(Pointing entries for labeled objects)
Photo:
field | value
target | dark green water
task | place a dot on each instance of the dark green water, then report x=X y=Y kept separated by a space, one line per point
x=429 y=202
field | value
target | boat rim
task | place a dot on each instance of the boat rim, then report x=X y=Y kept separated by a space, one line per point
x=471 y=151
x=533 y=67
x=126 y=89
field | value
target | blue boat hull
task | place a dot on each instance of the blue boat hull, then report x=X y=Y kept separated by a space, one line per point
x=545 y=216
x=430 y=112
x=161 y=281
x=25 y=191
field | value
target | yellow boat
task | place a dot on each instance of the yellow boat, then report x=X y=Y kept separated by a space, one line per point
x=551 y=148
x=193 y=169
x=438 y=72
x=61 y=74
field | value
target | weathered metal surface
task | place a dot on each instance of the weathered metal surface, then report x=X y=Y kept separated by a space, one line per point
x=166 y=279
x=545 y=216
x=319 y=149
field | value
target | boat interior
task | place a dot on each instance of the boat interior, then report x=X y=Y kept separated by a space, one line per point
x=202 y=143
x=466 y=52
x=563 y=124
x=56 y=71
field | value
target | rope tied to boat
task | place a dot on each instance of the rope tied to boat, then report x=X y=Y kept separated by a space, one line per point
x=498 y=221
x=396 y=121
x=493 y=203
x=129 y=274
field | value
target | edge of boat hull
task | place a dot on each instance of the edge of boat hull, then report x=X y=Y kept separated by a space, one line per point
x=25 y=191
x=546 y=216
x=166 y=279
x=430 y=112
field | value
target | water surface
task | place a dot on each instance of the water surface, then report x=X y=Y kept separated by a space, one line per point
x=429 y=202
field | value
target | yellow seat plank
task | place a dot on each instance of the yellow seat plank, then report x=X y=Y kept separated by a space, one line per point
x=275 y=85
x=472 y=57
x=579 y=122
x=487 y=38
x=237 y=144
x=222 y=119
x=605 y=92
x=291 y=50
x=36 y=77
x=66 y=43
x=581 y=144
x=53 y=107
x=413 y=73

| PROBLEM TO WORK ON |
Please pull out every line of the items above that contains the string "metal", copying each line in full.

| EXERCISE OUTPUT |
target | weathered metal surface
task | place a dot on each instance of the weathered metal surface, then report x=X y=Y kept separated by a space, one line per point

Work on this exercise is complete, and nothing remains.